[Begin Exercise material]

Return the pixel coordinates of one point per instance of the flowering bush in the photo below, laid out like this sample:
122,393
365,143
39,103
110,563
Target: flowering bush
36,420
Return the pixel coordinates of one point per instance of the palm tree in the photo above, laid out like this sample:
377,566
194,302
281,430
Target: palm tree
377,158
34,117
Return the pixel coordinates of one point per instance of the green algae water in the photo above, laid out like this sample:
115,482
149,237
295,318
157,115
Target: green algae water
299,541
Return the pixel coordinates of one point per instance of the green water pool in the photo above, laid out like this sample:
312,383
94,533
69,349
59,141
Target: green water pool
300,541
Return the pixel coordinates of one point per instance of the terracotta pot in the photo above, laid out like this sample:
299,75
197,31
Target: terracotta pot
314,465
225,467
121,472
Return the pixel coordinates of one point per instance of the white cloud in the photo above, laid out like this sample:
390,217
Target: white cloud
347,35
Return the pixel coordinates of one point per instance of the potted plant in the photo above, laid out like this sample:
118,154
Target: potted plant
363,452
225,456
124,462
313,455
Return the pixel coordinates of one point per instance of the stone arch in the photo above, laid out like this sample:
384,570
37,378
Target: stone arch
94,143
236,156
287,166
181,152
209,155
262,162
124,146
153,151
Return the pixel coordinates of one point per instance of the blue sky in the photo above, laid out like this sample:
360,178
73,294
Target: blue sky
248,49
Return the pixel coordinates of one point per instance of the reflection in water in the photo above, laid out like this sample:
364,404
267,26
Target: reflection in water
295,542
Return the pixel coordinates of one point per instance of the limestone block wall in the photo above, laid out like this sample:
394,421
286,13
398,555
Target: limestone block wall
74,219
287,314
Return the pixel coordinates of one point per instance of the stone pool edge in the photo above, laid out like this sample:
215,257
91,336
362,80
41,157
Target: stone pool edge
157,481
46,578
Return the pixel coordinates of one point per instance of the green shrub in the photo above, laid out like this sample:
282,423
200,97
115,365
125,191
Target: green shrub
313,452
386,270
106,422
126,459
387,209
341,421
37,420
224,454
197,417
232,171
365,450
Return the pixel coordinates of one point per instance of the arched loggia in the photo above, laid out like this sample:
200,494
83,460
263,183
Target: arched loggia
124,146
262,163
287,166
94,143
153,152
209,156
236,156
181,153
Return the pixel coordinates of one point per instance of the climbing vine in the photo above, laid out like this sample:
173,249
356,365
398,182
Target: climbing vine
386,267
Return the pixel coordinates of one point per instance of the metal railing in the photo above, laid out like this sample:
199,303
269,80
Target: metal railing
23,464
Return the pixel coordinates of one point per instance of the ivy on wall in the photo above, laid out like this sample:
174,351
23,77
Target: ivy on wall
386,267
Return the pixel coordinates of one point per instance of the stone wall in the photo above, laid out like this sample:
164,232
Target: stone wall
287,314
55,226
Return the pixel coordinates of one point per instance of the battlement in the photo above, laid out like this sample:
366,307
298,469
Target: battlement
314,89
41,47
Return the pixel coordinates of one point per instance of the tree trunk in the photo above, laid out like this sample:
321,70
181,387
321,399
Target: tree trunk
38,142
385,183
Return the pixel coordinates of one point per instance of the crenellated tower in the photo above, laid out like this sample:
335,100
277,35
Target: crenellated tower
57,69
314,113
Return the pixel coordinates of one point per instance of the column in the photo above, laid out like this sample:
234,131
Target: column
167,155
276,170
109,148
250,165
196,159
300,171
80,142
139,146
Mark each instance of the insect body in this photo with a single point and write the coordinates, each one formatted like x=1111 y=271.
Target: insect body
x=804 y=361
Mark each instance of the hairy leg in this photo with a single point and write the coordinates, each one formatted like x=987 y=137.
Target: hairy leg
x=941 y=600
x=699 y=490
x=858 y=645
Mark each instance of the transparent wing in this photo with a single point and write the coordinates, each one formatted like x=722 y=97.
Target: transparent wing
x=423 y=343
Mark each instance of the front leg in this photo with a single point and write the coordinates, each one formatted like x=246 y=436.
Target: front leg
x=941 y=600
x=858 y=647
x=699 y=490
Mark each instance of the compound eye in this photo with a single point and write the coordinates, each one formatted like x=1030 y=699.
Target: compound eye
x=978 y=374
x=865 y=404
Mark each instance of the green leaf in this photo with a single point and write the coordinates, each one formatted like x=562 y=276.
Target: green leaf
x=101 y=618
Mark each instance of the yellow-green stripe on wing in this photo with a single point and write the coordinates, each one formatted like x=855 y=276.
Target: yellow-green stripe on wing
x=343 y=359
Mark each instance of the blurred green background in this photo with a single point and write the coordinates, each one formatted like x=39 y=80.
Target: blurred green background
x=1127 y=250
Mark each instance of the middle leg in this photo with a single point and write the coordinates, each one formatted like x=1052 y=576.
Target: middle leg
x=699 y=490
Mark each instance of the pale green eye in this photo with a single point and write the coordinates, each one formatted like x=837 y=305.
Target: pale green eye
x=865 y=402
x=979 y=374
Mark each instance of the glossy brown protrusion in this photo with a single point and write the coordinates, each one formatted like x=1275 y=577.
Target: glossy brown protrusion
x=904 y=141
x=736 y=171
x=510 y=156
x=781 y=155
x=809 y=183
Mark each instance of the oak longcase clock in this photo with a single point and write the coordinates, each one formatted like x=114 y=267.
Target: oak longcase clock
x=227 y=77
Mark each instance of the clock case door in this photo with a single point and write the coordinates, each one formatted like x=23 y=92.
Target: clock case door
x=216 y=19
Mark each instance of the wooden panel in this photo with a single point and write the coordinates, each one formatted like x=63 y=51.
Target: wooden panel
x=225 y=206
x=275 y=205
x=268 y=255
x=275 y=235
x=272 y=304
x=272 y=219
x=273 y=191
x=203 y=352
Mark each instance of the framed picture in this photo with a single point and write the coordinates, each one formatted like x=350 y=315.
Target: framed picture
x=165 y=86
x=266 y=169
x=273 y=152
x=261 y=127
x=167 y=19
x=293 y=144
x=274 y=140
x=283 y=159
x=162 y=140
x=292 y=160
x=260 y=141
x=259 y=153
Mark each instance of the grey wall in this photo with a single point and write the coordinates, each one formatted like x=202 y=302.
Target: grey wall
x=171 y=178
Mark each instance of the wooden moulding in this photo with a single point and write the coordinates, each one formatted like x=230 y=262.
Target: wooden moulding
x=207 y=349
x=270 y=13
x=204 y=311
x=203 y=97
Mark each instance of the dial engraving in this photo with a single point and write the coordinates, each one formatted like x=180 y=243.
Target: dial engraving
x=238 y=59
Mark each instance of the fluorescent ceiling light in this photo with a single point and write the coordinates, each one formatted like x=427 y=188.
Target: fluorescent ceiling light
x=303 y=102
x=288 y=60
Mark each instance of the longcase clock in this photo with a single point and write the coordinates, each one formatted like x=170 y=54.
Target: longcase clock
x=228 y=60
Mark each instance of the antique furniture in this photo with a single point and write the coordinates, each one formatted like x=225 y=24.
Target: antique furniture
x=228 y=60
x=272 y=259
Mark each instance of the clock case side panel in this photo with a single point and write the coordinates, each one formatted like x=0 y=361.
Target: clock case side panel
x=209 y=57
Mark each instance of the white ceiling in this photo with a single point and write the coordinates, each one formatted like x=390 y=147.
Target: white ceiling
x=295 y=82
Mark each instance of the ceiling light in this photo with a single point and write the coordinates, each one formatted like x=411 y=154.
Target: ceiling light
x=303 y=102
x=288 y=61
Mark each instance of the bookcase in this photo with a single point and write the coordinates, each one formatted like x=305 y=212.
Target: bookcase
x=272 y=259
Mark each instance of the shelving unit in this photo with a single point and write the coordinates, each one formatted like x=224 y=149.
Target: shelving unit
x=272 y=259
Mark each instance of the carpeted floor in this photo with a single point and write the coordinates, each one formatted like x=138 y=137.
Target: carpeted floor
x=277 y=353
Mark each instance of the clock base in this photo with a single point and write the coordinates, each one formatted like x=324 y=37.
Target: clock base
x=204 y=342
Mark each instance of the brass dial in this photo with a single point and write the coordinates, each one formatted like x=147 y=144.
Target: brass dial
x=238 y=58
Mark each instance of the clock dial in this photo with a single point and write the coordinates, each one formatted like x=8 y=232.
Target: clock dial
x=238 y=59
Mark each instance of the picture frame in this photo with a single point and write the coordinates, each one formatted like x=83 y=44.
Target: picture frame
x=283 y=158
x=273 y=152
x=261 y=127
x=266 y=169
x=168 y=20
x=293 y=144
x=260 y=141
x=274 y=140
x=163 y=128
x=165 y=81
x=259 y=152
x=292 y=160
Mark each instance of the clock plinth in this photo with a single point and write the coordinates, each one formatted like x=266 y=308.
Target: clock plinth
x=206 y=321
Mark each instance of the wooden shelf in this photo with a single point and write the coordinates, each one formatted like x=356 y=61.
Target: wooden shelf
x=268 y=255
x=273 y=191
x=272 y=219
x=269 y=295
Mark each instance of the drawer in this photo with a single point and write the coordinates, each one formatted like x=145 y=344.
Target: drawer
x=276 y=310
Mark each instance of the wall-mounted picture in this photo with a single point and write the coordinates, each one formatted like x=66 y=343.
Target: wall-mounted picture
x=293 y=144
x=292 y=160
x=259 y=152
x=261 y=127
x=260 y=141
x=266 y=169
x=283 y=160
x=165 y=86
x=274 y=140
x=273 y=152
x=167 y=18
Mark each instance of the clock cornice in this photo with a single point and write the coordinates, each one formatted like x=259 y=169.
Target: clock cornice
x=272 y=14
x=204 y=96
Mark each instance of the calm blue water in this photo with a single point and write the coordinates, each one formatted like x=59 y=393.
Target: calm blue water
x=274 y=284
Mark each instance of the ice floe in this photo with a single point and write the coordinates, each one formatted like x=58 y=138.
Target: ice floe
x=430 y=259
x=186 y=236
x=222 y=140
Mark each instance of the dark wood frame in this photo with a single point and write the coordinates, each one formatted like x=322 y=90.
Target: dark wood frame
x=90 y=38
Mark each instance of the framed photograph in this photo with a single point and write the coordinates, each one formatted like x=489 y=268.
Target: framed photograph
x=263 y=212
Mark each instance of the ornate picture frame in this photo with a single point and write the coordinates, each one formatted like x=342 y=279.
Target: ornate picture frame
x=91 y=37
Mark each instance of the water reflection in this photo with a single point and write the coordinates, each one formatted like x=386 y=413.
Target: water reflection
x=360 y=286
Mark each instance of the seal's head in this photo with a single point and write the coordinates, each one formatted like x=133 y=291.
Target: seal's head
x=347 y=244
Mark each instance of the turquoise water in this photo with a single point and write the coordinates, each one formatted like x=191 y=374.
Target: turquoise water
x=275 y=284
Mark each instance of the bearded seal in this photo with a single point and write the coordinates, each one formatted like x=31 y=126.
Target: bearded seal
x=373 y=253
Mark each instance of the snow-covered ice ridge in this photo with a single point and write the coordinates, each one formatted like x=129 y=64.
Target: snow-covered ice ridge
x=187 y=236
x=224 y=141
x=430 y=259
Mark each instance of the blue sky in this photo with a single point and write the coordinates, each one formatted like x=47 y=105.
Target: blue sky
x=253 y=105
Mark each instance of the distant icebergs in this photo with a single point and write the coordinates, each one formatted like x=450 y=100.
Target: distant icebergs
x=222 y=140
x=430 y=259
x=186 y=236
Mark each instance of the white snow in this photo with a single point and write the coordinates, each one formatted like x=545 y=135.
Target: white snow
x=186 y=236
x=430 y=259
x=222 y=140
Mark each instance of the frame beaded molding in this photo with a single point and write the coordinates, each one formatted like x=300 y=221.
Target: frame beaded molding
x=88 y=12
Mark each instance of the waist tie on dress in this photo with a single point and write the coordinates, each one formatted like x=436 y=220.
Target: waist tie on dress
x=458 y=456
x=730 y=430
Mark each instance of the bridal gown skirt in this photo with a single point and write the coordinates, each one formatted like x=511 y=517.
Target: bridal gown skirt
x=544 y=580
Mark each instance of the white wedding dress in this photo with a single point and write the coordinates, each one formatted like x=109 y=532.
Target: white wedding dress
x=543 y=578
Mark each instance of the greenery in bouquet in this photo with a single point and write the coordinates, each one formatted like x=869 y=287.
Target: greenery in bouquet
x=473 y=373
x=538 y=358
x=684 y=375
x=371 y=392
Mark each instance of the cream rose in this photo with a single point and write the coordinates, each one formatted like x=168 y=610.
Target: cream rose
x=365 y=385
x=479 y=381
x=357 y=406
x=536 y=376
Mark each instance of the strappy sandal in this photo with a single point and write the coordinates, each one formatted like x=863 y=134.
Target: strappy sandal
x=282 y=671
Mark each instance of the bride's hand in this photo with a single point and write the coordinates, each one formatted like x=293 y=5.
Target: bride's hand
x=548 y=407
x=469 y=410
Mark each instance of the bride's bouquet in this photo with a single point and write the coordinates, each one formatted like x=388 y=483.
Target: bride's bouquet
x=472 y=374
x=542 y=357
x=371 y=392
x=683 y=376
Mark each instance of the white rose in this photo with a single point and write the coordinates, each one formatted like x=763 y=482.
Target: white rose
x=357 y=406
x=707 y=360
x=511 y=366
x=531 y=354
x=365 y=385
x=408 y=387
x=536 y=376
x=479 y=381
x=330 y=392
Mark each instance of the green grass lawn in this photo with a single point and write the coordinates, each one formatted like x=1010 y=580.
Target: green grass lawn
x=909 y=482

[End Exercise material]

* **What is being asked**
From the line containing "Mark each instance of the bride's bouquet" down to the final line of the data, write out every line exactly; both the first and last of these belong in your answer, and nothing else does.

* **Completed task**
Mark each instance of the bride's bouquet in this photo with a single point and write the coordinates, each one formatted like x=388 y=483.
Target: bride's bouquet
x=472 y=374
x=542 y=357
x=371 y=392
x=683 y=376
Mark each instance of the white rose in this photo with a single point and write the coordinates, each one formatted like x=763 y=482.
Target: white rose
x=357 y=406
x=707 y=360
x=511 y=366
x=531 y=354
x=365 y=385
x=408 y=387
x=536 y=376
x=479 y=381
x=330 y=392
Mark each instance of the green grass lawn in this photo with a single point and write the coordinates, each one formatted like x=1010 y=580.
Target: green grass lawn
x=909 y=482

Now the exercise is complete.